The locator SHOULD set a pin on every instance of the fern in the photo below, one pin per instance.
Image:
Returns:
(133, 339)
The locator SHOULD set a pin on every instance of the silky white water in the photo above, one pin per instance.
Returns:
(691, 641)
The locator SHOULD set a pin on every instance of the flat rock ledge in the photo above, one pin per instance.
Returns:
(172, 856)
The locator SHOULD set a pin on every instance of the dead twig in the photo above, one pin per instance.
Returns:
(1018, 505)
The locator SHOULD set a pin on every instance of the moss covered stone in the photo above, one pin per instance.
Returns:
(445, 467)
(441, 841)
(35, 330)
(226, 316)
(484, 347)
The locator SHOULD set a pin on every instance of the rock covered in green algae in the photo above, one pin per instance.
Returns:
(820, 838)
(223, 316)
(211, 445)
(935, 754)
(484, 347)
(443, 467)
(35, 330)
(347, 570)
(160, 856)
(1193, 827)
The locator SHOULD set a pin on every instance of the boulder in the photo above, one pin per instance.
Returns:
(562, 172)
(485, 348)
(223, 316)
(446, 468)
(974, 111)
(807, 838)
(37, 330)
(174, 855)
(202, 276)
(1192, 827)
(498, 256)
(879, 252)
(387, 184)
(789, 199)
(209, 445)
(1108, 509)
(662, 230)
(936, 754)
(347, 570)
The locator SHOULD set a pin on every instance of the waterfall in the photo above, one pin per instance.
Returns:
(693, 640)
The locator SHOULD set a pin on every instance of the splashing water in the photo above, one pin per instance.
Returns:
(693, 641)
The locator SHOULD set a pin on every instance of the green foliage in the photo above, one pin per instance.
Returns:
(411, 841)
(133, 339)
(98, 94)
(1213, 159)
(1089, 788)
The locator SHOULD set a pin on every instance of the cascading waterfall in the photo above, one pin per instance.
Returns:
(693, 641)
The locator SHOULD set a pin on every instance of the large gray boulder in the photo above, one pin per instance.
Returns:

○ ○ ○

Exercise instructions -> How many lines in the entries contain the string "waterfall"? Give the number only.

Problem solution -> 2